(The data)

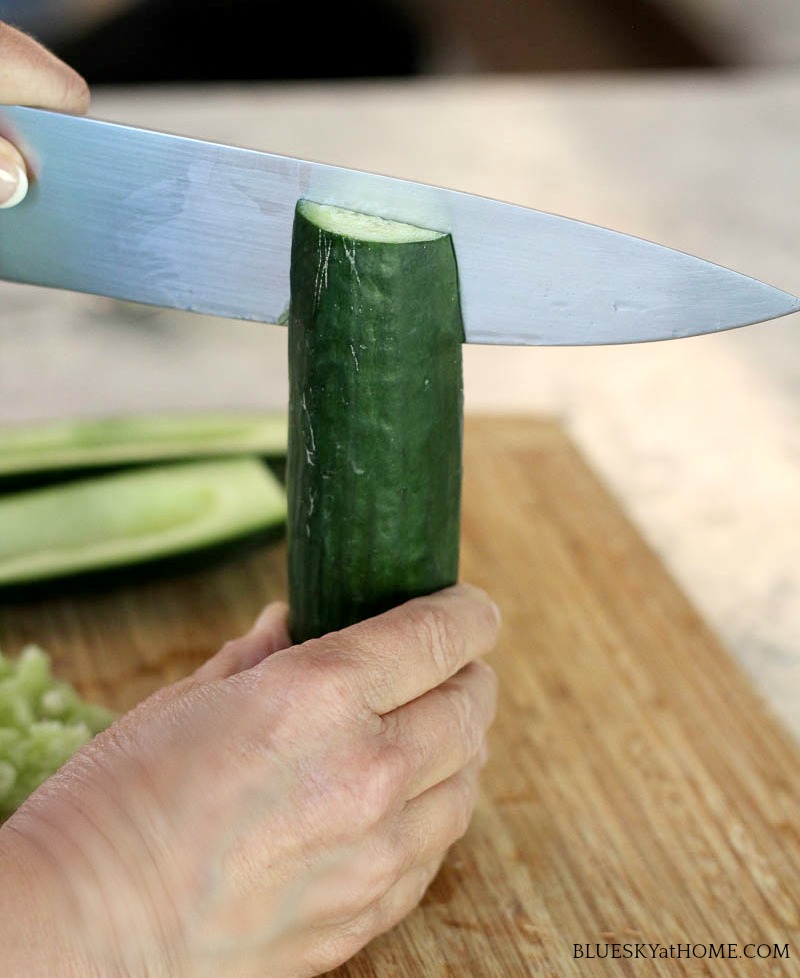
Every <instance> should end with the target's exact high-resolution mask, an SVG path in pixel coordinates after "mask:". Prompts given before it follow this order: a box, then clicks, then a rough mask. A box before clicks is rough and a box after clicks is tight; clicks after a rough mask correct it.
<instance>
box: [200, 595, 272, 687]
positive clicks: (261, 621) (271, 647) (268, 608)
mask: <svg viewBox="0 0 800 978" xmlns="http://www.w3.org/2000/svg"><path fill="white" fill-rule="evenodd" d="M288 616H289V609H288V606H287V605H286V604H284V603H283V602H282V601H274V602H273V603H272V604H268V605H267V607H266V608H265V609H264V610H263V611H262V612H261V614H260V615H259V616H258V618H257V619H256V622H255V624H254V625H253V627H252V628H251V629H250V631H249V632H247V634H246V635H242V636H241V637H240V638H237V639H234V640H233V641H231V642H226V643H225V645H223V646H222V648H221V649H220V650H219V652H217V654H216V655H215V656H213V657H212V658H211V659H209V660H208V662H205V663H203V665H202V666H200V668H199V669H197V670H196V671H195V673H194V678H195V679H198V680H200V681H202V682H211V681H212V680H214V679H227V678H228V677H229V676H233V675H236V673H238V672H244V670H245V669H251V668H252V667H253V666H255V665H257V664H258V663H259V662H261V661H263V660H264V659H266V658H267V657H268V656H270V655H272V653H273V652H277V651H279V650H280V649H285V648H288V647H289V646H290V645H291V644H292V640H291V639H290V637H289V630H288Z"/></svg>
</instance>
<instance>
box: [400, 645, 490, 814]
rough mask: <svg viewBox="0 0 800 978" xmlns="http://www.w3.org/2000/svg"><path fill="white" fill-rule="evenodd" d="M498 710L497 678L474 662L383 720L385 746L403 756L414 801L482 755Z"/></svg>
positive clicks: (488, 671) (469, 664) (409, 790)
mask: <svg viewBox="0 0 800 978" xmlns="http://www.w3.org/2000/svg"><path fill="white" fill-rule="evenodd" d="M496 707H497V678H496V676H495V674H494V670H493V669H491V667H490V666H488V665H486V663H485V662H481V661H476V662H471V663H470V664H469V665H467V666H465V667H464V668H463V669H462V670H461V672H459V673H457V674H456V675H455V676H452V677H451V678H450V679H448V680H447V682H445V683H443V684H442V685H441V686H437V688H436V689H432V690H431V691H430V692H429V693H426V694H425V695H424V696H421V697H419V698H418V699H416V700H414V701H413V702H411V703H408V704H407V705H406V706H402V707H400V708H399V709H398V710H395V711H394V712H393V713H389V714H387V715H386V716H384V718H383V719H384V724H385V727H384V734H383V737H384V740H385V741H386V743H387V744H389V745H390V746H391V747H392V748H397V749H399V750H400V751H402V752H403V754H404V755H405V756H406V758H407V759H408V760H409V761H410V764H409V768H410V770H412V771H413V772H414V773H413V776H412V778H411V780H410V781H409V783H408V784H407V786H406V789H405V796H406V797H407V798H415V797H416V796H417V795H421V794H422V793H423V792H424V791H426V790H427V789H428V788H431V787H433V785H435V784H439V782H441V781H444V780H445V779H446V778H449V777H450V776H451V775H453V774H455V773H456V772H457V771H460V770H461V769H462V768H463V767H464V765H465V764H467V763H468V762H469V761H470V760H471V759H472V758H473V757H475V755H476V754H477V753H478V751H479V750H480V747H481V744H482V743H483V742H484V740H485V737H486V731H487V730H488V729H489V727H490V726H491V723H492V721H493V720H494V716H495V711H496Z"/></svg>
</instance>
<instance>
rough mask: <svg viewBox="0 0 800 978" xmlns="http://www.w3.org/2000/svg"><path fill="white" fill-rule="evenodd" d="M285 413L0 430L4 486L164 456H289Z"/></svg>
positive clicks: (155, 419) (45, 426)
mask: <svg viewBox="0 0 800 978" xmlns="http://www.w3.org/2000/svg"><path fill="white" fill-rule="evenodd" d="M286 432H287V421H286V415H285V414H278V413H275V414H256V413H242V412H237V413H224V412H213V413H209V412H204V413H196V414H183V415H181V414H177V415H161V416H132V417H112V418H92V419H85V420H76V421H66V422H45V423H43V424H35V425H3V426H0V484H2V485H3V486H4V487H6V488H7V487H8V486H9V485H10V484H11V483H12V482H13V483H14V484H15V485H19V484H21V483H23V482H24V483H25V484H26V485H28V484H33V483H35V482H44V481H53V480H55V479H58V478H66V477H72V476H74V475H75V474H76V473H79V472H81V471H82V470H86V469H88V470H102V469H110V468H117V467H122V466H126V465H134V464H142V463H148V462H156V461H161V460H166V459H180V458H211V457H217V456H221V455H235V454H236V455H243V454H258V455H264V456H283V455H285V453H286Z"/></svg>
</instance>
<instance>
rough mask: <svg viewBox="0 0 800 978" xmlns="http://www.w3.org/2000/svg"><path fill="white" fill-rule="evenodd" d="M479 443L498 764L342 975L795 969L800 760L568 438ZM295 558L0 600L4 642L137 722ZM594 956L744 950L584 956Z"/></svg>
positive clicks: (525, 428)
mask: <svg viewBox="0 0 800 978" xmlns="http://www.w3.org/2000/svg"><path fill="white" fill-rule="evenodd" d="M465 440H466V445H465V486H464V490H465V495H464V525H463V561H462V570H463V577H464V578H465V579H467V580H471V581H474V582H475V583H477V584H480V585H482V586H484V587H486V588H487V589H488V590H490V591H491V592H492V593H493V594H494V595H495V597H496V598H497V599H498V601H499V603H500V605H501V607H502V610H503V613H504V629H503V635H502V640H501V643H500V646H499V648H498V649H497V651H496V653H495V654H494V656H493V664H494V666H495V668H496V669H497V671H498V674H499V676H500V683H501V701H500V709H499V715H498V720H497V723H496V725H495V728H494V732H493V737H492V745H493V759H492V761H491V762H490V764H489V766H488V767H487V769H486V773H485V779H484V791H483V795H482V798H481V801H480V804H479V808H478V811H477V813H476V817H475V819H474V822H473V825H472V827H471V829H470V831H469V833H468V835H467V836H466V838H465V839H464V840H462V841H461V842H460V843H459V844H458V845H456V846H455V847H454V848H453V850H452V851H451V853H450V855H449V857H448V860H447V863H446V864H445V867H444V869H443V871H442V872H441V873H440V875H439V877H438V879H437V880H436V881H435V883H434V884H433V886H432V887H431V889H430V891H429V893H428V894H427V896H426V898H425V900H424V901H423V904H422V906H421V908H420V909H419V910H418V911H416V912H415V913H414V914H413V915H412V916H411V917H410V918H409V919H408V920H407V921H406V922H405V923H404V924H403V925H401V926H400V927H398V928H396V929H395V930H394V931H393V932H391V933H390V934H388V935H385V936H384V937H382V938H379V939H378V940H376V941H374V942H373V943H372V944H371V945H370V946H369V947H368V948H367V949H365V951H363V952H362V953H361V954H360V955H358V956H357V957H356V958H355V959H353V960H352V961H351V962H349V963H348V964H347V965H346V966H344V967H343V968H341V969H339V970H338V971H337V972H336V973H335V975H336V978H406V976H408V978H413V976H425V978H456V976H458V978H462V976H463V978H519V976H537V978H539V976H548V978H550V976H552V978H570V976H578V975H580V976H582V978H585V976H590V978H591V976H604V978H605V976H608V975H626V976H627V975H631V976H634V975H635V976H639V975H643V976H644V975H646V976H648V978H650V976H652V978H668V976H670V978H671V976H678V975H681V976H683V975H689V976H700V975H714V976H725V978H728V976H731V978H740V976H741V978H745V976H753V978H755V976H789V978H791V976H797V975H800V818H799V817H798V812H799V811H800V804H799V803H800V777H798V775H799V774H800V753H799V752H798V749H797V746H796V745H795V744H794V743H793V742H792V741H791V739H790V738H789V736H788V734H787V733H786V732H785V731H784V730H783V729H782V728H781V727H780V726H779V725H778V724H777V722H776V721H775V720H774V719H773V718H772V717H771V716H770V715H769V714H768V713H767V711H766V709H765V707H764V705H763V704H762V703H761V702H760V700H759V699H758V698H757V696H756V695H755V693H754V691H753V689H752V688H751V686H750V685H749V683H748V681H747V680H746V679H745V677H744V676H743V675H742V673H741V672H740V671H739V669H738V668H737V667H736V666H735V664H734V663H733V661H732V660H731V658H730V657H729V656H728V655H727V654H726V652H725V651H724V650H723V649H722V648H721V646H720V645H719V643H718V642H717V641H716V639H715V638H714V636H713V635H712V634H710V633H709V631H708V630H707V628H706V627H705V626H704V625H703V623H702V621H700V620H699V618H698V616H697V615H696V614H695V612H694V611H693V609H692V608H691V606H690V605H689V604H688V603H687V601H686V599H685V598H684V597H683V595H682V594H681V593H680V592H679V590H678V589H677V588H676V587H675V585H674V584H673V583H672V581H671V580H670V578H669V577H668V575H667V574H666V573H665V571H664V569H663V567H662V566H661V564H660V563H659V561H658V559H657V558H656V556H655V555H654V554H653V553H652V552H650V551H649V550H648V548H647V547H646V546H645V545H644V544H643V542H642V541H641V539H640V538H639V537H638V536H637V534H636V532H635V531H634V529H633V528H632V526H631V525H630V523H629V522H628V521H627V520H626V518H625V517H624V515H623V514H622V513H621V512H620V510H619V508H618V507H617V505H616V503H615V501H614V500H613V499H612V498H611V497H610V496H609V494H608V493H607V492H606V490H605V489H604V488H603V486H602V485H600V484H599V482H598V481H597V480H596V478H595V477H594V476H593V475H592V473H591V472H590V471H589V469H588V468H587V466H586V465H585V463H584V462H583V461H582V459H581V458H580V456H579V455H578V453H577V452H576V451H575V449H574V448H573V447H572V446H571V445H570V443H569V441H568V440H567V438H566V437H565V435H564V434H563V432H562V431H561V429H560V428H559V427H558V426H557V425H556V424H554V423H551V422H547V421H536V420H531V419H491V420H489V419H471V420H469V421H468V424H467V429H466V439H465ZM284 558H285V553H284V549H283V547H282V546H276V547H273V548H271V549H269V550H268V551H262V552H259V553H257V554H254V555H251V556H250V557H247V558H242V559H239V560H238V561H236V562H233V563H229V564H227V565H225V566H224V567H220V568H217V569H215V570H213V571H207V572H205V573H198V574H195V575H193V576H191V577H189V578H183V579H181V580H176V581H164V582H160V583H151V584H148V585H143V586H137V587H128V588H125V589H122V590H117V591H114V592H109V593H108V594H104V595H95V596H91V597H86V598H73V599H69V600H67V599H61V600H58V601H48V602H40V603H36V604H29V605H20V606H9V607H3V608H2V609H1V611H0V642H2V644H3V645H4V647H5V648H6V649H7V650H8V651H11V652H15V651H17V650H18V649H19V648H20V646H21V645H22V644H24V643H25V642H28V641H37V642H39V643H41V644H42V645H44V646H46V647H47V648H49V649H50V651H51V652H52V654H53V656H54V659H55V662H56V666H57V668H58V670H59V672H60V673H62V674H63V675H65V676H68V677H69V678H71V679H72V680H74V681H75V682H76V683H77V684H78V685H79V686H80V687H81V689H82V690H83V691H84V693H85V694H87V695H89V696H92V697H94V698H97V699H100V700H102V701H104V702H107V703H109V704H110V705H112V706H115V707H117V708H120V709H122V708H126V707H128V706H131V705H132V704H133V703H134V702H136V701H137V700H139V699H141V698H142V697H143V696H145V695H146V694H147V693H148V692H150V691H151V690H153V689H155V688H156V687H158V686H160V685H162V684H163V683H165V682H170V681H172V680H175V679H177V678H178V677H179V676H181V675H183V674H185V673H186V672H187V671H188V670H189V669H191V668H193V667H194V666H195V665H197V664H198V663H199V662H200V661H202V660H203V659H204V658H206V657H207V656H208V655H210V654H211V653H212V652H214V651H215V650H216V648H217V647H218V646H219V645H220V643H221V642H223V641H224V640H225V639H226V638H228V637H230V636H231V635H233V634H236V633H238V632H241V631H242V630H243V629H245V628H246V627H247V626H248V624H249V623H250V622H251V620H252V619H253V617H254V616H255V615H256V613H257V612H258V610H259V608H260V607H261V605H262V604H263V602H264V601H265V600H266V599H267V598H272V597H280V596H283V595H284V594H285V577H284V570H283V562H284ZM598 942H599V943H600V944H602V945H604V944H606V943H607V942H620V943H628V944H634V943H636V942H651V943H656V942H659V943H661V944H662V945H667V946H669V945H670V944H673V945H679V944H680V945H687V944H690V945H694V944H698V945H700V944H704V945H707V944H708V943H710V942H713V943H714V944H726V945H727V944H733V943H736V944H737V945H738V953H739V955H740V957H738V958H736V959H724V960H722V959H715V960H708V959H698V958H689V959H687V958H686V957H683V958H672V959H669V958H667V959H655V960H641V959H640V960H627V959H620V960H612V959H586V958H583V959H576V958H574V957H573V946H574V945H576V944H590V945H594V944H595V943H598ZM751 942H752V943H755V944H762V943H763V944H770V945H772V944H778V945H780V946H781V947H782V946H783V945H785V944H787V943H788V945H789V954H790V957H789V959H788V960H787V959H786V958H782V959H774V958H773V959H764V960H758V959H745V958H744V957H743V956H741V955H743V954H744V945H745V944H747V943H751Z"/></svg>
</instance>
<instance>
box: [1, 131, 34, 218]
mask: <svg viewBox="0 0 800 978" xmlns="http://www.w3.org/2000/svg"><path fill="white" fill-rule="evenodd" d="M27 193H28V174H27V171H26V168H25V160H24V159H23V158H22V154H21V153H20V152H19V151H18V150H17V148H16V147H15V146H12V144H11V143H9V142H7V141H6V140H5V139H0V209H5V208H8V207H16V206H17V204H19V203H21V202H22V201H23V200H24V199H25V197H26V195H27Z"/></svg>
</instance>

(End The data)

Copy the rows word for word, from the start through the line containing "positive clicks: (488, 671)", with both ends included. Leave the pictures out.

Every <instance> should end with the target's exact high-resolution mask, an SVG path in pixel coordinates after "mask:". Prompts given before it follow this order: a box, then clicks, then a rough mask. A box before clicks is rough and a box after clicks is tight; clicks after a rough mask correct it.
<instance>
box: [200, 595, 272, 687]
positive clicks: (261, 621) (271, 647) (268, 608)
mask: <svg viewBox="0 0 800 978" xmlns="http://www.w3.org/2000/svg"><path fill="white" fill-rule="evenodd" d="M288 616H289V609H288V606H287V605H286V604H284V603H283V602H282V601H274V602H273V603H272V604H268V605H267V607H266V608H265V609H264V610H263V611H262V612H261V614H260V615H259V616H258V618H257V619H256V622H255V624H254V625H253V627H252V628H251V629H250V631H249V632H247V634H246V635H242V636H241V637H240V638H237V639H234V640H233V641H231V642H226V643H225V645H223V646H222V648H221V649H220V650H219V652H217V654H216V655H215V656H213V657H212V658H211V659H209V660H208V662H205V663H203V665H202V666H200V668H199V669H197V670H196V671H195V673H194V678H195V679H198V680H200V681H202V682H211V681H212V680H214V679H227V678H228V677H229V676H233V675H236V673H238V672H244V670H245V669H251V668H252V667H253V666H255V665H257V664H258V663H259V662H261V661H263V660H264V659H266V658H267V657H268V656H270V655H272V653H273V652H277V651H279V650H280V649H285V648H288V647H289V646H290V645H291V644H292V640H291V639H290V637H289V630H288Z"/></svg>
</instance>
<instance>
box: [400, 645, 490, 814]
rough mask: <svg viewBox="0 0 800 978" xmlns="http://www.w3.org/2000/svg"><path fill="white" fill-rule="evenodd" d="M498 710L497 678L474 662L383 720L385 746L403 756L414 801L482 755Z"/></svg>
positive clicks: (488, 671) (469, 664) (409, 790)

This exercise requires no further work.